:: Excerpt provided
On the thirteenth of January, Maria left her parents’ home with many tears and embraces for the dear ones she was leaving behind. She had never seen her husband nor any member of his family. Both the land and people that were to be hers in future were strange to her—an uncertain fate, indeed, to look forward to! But she was young and light-hearted, full of hope and courage, and well equipped by nature for the trials that awaited her. Her brother Ludwig, with several Bavarian ladies and gentlemen, accompanied her on the journey, besides a Neapolitan court lady, Nina Rizzo, sent by the Queen of Naples to instruct her in her new duties. At Vienna a stay of several days was made, owing to news of King Ferdinand’s illness; but on the thirtieth of January the party resumed its way with the addition of the Empress Elizabeth, and on the following day reached Trieste, where they were met by the Duke of Serracapriola, sent by the King to welcome the future Queen of Naples. This pompous personage discharged his errand with such ceremonious solemnity that the simple, unaffected Bavarian princess knew not whether to laugh or cry.
On the first of February, at half-past one, the ceremony of delivering the bride into the hands of the Neapolitan envoy took place in the Governor’s palace. Across the centre of the great salon a silken cord had been stretched, representing the boundary line between Bavaria and Naples. Beside this were placed a table, covered with red velvet, and two gilded arm-chairs. The room had folding doors at either end, one of which was decorated with the colors of Naples and guarded by Neapolitan marines, while at the other, similarly adorned with Bavarian arms and banners, stood a band of the royal Bavarian retainers. The Neapolitan envoy, with two ladies of high rank who had come to act as escort to the Princess, were stationed on their side of the boundary line with the Admiral and officers of the ship that was to carry Maria Sophia and her suite to Naples, while the Duchess and her Bavarian escort entered through the other door and took their places. The two envoys then advanced from their respective positions to the silken cord, where they exchanged documents concerning the marriage. The Count von Rechburg addressed a few words of farewell to the youthful bride, who rose and extended her hand for her German attendants to kiss, after which the Count led her to the middle of the room and gave her into the hands of the Duke of Serracapriola, who humbly begged her to seat herself in the Neapolitan arm-chair while he delivered a short address of congratulation and welcome. This almost mediæval ceremony concluded, Maria left the salon through the door draped in Neapolitan colors and went directly on board the Fulminante, in the cabin of which the Empress Elizabeth and Prince Ludwig took an affecting farewell of their young sister. The greater part of her suite embarked on another vessel, the Tancredo, and an hour later both ships were steaming out of the harbor of Trieste.
::::
:: Supplied material
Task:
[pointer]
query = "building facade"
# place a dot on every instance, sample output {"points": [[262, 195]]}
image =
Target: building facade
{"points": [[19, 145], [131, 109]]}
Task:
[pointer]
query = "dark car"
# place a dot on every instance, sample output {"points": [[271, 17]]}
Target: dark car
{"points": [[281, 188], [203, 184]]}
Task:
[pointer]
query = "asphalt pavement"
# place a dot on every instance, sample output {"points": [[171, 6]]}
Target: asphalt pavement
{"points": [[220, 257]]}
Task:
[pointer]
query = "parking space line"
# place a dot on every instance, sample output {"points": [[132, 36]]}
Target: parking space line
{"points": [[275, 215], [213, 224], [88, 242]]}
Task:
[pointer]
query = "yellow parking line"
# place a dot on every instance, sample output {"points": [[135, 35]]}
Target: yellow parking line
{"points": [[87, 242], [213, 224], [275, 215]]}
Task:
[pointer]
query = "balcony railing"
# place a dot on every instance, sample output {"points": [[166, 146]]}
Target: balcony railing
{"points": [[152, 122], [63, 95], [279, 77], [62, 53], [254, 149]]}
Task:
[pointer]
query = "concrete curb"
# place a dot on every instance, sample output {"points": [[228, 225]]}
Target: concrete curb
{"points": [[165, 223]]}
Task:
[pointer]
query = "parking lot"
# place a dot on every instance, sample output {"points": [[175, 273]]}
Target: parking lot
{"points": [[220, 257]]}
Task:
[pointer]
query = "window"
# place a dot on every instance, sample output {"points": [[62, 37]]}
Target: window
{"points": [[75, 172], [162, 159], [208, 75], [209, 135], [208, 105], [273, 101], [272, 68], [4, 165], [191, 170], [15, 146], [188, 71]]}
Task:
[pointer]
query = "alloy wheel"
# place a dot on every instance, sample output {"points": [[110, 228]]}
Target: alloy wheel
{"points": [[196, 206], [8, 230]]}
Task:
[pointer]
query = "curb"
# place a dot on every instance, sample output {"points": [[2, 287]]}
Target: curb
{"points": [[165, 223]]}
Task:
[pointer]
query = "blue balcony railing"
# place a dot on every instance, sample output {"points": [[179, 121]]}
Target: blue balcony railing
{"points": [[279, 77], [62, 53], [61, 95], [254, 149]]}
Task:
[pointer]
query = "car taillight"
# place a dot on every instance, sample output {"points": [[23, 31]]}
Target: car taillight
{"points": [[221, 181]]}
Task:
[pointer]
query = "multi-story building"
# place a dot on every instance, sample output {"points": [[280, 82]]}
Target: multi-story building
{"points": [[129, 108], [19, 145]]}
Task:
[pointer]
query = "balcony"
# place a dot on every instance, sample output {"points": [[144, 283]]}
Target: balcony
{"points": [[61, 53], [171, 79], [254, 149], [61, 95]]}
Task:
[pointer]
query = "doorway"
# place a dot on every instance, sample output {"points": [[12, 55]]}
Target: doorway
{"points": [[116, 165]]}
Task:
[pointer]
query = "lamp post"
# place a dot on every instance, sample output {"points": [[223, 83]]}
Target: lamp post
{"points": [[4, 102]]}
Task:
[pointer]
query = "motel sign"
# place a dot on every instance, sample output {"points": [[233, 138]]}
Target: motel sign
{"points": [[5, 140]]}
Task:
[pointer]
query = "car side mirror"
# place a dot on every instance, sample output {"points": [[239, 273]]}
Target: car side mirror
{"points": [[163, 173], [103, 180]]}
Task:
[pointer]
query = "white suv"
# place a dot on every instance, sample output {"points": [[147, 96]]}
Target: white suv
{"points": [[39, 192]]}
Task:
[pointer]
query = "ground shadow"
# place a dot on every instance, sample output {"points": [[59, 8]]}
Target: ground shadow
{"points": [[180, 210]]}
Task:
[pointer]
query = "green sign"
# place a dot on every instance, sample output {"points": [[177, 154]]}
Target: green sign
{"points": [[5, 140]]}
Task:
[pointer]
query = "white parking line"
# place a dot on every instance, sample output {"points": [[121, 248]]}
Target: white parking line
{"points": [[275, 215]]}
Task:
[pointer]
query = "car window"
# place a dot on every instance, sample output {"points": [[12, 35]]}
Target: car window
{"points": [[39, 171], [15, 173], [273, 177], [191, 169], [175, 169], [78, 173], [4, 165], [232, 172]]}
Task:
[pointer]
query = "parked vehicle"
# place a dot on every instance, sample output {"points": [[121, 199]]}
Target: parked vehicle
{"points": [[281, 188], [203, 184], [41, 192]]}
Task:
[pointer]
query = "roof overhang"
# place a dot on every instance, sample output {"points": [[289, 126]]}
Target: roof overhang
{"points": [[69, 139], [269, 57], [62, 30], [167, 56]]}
::::
◆ **Written tasks**
1. For each statement, say yes or no according to the account of Maria's journey, and quote the exact words that decide it. (a) Maria had met her husband before she left home. (b) The party stayed several days in Vienna because of news of King Ferdinand's illness. (c) Most of Maria's suite sailed on the Fulminante.
2. In the account of Maria's journey, what was stretched across the great salon to stand for the border between Bavaria and Naples?
3. Write a continuation of the account of Maria's journey that picks up right after its last sentence.
The listing has nothing to do with the account of Maria's journey.

◆ **Written responses**
1.
(a) No: "She had never seen her husband nor any member of his family."
(b) Yes: "At Vienna a stay of several days was made, owing to news of King Ferdinand’s illness"
(c) No: "The greater part of her suite embarked on another vessel, the Tancredo"

2. A silken cord.

3.
Chapter V
The Neapolitan Royal Family
King Ferdinand the Second, the reigning Prince of Naples at this time, came of bad stock. The reign of his grandfather, Ferdinand the First of Naples and Fourth of the Two Sicilies, of whom King Frederick of Prussia once aptly remarked that he was more fit for a prison cell than a throne, had been one long scandal, and his son, Francis the First, followed faithfully in his father’s footsteps during his short reign (1825-1830). Ferdinand the Second had naturally a good mind, and at the time of his accession to the throne had roused great hopes by the military and financial reforms he introduced and by his wise plans for developing the resources of his impoverished kingdom. This did not last long, however, for he soon began to display the same despotic tendencies that had made his father and grandfather so abhorred by the people, and the older he grew the more marked these became.
The general movement toward liberty that shook Europe in the nineteenth century had not been without its effect, both in Naples and Sicily, as may easily be supposed, considering the harsh rule which the fiery southerners had been forced to endure so long. Ferdinand had succeeded in crushing one violent outbreak in 1848; but beneath the ashes the fire still smouldered, and the inward ferment was constantly increased by the extreme measures to which “Bomba,”[1] as the King was popularly called, resorted, to maintain and strengthen his position. He ruled with a despotism and intolerance that suggested the worst days of the Inquisition. The prisons were full of political “criminals,” whose only crime was the holding of liberal views, or the suspicion of doing so, and these victims were treated with such revolting cruelty as to rouse the horror of the civilized world. In spite of these things, however, Bomba was not without some good qualities. In private life he was both just and temperate, simple in his habits, a good husband and father. He was twice married. His first wife, to whom he was united two years after his accession to the throne, was the Princess Maria Christina of Sardinia—Italy’s “Queen Dagmar”—an angel of goodness and piety. The people called her Saint Christina even during her lifetime, and she was afterward canonized by the Church of Rome. Such a woman could not but exert a beneficial influence over her royal husband; but it was unfortunately of short duration, for she died in 1836, four years after her marriage, leaving a son two weeks old, the Crown Prince Francis Maria Leopold.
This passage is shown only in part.